• _EXERCISE BRIEF_:
Answer these questions using the post about the bike below.
1. What bike did the writer buy second hand after the old frame broke?
2. Why did the writer fit a new SRAM rear mech?
3. What make was the original mech?

═════ SOURCE EXTRACT ═════

I hummus, therefore I am ...
2020 was a bad year to have my old MTB frame break and somewhat hastily I ended up buying a second hand steel-framed bike (Ragley blue pig) which I transferred all my road-friendly parts to...
It's the wrong bike in many ways but it got me to work and back and back in the summer worked well for my daily exercise on a rough cycle track and my hope is that it will again come the spring...

I fitted a new SRAM rear mech as the jockey wheels were worn and all seemed well until yesterday when I needed to ride it for the first time after several months...

The rear mech seemed wedged on the big rear cog and I assumed the return spring had failed - but when I got it on the stand today I realised that the rear mech limit screw had forced its way past the ridiculously small flange on the frame - which being steel, presumably is not intended to use a mech hanger and didn't come with one - (original mech was Shimano)

═════ DATA EXTRACT ═════

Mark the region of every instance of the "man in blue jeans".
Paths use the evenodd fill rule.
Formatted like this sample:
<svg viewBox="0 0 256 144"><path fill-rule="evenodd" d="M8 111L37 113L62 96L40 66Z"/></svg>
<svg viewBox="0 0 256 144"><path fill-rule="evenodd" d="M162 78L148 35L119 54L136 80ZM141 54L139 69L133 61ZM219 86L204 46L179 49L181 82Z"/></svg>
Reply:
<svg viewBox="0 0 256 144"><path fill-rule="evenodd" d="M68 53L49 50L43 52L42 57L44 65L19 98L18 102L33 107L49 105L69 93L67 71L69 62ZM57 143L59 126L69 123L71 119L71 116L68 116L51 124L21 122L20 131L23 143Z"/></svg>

═════

• _ANSWER FOR THE TASK_:
1. A steel-framed Ragley blue pig.
2. The jockey wheels were worn.
3. Shimano.